Supplied text:
════════════════
By Meghan Hall
Digital technologies have permeated almost every sector of the commercial real estate industry, changing workflows even in construction. While some traditional processes remain as a function of habit, new platforms such as Fieldwire are expanding their offerings in an effort to get contracting and construction businesses fully integrated with the rest of the industry. Those efforts are close to completion, according to Fieldwire’s Co-Founder and CEO Yves Frinault, who believes that most barriers to paperless processes have been all but removed and complete integration is on the horizon.
Tell me a little bit about the construction industry in general, and how job sites have evolved with the introduction of mobile technology such as smartphones. What pain points in the industry did you see that inspired you to create Fieldwire?
Pre-2010, construction was essentially like the office pre-computer and internet. 90 percent of field employees were working offline, so getting access to information was quite hard. Even more, communication was hard! It was the [effort] that came with creating punch lists that inspired us to create Fieldwire. Essentially, punch lists are used to document site issues (or punch items) with photos: localize them on drawings, assign them to people and track them to completion. There are often thousands of punch items on projects so this process pre-Fieldwire was super tedious. We do much more than punch lists, but I would say this was the starting point.
When it comes to the construction industry, do you believe that it has kept pace with other commercial real estate sectors in terms of the innovation and implementation of technology? Why or why not?
════════════════
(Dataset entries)
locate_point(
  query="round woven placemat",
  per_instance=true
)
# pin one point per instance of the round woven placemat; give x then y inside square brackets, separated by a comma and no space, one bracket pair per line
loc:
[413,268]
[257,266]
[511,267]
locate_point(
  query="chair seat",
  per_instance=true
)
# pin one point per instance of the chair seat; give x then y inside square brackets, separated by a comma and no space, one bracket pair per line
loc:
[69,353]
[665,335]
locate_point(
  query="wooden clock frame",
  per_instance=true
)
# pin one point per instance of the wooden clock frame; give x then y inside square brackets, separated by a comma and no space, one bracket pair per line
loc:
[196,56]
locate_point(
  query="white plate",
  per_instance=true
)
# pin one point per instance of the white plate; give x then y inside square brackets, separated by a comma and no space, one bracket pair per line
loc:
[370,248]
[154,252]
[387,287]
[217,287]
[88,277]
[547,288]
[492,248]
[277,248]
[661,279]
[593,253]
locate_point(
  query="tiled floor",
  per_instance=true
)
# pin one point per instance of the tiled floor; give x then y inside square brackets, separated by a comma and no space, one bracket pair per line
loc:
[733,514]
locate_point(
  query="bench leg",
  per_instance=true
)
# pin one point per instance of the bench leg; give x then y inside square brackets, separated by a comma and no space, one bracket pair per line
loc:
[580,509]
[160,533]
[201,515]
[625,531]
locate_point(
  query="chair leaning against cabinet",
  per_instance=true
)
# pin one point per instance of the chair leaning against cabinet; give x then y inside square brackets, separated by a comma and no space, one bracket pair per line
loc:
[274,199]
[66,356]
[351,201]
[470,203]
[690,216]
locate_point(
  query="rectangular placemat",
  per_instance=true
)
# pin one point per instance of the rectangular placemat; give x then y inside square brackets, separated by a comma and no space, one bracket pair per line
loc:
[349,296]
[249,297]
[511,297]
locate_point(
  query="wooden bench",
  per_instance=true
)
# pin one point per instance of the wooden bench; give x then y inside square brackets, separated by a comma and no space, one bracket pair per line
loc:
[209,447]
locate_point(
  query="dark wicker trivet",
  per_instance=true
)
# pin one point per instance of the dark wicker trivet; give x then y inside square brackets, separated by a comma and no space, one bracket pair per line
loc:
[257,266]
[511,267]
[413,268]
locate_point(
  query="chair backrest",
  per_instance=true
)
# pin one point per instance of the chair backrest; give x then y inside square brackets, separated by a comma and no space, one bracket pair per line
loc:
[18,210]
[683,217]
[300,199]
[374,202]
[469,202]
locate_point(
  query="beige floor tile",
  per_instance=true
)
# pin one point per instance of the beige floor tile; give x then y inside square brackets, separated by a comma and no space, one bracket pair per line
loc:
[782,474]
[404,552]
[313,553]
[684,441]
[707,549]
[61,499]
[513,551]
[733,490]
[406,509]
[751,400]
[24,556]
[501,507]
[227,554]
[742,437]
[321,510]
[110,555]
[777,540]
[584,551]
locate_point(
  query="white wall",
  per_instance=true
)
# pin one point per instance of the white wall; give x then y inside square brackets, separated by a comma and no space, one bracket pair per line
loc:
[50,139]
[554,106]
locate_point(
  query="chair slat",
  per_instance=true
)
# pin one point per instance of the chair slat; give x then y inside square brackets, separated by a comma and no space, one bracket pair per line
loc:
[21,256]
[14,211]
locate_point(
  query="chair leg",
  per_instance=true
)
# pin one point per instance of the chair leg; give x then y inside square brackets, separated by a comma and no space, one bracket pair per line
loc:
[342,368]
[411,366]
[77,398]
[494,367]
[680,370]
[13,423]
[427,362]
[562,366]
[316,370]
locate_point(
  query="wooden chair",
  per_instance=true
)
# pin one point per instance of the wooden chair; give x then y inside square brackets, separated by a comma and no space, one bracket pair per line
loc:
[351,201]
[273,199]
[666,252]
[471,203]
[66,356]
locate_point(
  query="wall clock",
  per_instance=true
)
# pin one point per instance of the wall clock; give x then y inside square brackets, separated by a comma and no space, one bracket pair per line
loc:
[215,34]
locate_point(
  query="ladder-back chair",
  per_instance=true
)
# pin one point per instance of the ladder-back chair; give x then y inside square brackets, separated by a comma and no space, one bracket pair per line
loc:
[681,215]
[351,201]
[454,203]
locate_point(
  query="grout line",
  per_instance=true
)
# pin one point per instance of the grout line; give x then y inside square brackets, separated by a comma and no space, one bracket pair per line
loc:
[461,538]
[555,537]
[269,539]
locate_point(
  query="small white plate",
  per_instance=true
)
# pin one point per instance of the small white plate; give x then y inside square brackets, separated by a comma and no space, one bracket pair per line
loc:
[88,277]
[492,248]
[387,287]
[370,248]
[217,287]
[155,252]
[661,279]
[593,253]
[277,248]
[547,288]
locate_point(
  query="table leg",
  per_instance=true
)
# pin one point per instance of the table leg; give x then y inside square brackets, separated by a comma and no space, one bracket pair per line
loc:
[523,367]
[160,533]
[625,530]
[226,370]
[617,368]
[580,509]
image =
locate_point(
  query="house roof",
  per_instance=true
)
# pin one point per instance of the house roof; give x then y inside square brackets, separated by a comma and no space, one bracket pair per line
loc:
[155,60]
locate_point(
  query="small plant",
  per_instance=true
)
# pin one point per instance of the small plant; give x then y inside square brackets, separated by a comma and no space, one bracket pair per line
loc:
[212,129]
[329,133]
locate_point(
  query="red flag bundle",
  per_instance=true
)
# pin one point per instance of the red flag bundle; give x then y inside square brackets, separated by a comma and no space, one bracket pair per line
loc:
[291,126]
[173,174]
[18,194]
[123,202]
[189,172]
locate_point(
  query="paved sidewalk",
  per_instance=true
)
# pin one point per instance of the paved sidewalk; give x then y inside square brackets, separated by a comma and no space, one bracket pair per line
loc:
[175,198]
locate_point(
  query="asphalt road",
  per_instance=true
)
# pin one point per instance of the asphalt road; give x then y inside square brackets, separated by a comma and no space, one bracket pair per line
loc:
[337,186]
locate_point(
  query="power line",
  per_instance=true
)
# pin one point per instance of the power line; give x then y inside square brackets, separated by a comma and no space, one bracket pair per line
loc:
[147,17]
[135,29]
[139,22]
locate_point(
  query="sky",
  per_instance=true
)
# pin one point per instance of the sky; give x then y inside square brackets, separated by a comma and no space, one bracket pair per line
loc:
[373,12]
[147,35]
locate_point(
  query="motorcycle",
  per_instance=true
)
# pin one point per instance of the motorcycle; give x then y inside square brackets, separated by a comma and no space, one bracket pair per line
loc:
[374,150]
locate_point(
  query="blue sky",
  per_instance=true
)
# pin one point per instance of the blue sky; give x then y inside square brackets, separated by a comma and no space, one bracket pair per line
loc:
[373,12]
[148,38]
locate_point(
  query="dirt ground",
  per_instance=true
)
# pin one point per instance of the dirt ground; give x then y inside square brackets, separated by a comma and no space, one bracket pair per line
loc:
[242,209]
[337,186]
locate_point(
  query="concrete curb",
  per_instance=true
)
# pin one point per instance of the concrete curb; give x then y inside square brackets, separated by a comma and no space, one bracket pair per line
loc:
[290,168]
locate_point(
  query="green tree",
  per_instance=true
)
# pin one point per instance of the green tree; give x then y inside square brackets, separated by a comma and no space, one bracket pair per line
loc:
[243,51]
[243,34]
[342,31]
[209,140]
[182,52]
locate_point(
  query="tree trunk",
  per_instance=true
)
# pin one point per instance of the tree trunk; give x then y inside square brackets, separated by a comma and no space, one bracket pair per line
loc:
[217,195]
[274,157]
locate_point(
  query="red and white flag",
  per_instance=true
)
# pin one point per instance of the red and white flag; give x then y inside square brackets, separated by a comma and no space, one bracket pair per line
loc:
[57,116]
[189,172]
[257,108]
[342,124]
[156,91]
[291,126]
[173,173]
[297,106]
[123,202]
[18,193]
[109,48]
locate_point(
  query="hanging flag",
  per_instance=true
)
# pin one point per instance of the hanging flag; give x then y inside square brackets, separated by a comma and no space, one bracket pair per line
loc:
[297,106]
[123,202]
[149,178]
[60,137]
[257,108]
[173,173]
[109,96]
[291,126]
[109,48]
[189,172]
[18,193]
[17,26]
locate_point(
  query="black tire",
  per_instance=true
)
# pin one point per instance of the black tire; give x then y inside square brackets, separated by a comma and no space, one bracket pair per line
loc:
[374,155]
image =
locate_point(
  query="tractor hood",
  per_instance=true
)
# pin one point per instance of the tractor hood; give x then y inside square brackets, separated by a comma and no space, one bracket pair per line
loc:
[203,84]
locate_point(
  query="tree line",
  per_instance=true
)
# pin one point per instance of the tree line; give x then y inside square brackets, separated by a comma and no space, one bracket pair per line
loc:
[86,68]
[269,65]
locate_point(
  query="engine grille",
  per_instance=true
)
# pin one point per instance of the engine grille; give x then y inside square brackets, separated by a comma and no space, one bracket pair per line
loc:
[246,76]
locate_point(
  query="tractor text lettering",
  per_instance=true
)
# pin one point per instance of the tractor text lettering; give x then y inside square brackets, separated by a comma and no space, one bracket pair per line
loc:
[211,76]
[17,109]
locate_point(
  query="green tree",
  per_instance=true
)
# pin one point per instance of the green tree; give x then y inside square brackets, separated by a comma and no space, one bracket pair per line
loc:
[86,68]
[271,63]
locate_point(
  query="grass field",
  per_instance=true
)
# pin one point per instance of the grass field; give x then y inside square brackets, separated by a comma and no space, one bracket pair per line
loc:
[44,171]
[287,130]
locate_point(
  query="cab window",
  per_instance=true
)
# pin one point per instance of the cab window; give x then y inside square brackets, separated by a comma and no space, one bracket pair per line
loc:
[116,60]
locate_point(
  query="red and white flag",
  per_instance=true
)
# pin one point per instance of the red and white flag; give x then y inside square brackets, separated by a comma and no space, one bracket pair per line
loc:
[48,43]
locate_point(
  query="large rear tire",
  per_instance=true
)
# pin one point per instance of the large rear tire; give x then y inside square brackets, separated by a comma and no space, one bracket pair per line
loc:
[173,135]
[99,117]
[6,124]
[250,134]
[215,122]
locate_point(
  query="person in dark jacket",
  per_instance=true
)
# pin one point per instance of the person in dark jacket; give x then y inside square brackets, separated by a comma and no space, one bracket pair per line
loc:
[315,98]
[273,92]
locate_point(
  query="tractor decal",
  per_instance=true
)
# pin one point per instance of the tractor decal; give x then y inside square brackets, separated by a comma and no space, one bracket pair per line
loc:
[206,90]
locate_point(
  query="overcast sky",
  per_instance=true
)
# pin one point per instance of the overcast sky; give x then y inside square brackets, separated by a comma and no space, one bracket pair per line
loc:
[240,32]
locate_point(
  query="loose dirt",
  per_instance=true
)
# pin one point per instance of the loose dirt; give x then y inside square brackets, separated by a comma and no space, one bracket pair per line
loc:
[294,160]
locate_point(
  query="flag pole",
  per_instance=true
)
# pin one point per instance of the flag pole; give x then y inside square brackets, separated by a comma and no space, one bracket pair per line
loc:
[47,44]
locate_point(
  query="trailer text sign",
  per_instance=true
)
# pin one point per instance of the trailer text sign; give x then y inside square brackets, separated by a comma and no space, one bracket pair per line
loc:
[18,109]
════════════════
To do: In the Fieldwire interview, what task inspired the creation of Fieldwire?

Solution below: The effort of creating punch lists inspired the creation of Fieldwire.